Rows:
--*--
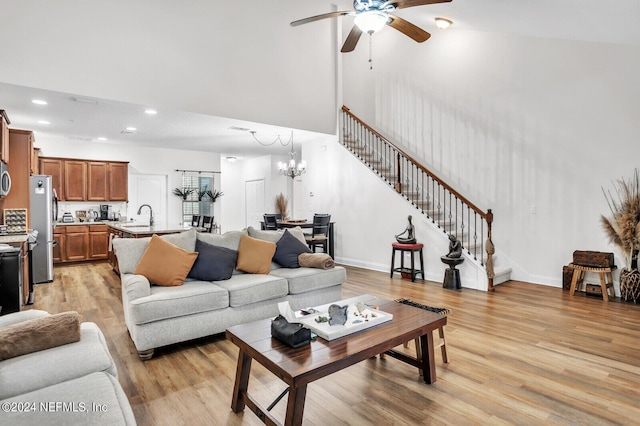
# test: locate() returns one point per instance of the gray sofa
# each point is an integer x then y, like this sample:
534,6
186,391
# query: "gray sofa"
158,316
71,384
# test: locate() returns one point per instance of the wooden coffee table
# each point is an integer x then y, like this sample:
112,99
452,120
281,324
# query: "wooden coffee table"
299,367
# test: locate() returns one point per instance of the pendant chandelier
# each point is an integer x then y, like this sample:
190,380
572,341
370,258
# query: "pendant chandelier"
291,168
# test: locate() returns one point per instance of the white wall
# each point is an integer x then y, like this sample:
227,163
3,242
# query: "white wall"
141,160
519,125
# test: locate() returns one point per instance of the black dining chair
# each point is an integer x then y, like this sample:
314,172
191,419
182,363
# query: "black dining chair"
207,223
319,233
270,222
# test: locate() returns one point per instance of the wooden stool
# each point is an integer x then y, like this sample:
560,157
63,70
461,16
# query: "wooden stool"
606,279
412,248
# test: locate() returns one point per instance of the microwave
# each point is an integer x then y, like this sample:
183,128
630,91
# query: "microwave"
5,179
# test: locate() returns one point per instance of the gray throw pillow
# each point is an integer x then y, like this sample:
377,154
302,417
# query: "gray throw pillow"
214,263
288,248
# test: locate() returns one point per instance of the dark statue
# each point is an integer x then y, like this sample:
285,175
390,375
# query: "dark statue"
410,237
455,247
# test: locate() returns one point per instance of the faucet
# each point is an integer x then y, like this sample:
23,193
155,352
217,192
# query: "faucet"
150,211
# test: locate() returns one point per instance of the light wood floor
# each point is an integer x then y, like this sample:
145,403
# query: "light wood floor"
525,354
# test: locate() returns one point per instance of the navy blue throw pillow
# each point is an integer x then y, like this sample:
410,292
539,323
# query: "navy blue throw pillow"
288,248
214,263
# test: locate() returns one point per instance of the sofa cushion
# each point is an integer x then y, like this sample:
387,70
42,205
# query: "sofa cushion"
67,362
39,334
170,302
214,263
254,256
245,289
20,316
164,263
288,248
79,395
230,240
129,251
303,280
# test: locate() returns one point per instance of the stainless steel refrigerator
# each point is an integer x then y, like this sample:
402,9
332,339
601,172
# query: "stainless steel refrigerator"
43,216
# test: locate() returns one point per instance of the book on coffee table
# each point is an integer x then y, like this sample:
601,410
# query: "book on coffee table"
356,320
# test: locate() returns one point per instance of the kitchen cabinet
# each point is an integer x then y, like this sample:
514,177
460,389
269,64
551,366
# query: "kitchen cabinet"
55,168
4,136
87,180
75,180
76,243
118,174
58,246
35,164
96,181
98,242
20,149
--*--
Transcribe the listing in full. Omit the pictures and keep every line exact.

# test: locate() returns one point per instance of the gray sofa
# each point is an integer x then y, like this sample:
534,6
186,391
# query: "gray sofa"
158,316
71,384
# test: locate() returns one point per instance of the wooden coffee table
# each point is an integer x then y, like this sample:
112,99
452,120
281,324
# query: "wooden coffee table"
299,367
# test: locate() returns one point per instance of the pendant chandelier
# each point is an integer x then y, like this sample:
190,380
572,341
370,258
# query: "pendant chandelier"
291,168
# test: locate() returns one point per instance of the white wall
# each point is an integer x then y, like this sample:
227,163
3,242
# query: "white wall"
141,160
519,125
# test: locate() returns one point per instance of the black dining chair
# each point is an integer x then y, like this sample:
314,172
191,419
182,363
# query: "black dining chair"
207,223
319,233
270,222
# test: locate() returns one point per instance of the wooden stool
# each point is an integer x then y, like this sample:
560,157
63,70
461,16
# query: "wooden stool"
606,279
412,248
# test: locate() returns one point per instance of the microwave
# each point is an integer x then y, like this sample:
183,128
630,91
# query: "microwave"
5,179
# test: locate() returns one point per instance of the gray throw pillow
# each point is an integer x then y, like this sample:
377,154
302,417
# query: "gray throw pillow"
214,263
288,248
# test: locate() returns one point per instance of the dark statue
# each point is an integer x then y, like this sample:
285,175
390,375
# query: "dark statue"
410,237
455,247
# test: locate() returns one point per instance of the faucet
# each point is an integer x then y, like this sample:
23,193
155,352
217,192
# query: "faucet"
150,211
# test: locate() returns one point per instance of the light wood floor
# each point is an integer x then y, like this sample:
145,403
# query: "light wood floor"
525,354
# test: locate() returns one point per instance of the navy blue throw pillow
# each point is an integer x then y, like this sample:
410,292
539,323
# query: "navy blue throw pillow"
288,248
214,263
# test: locate() returns one point per instance of the sofa cushion
# each point is an integer x then y, like this sample:
387,70
42,205
# query: "sofa cushion"
67,362
39,334
170,302
214,263
254,256
245,289
20,316
164,263
288,248
79,395
230,240
129,251
303,280
# test: locate() returns one point per instance of the stainless steel refrigerator
# each point is an integer x then y, like this sample:
402,9
332,339
601,172
# query: "stainless steel refrigerator"
43,216
# test: locate() returns one point per instance of the book on coffee table
# each point is an integer x then y, like this sample:
601,410
# query: "book on coffee table"
356,320
# test: locate() returns one point per instance of the kitchen cabinet
# each point is an integer x then y, like this sample:
514,177
460,389
269,64
551,366
# query: "kitchen cabinet"
55,168
4,136
87,180
75,180
76,243
118,174
58,246
35,164
96,181
98,242
20,149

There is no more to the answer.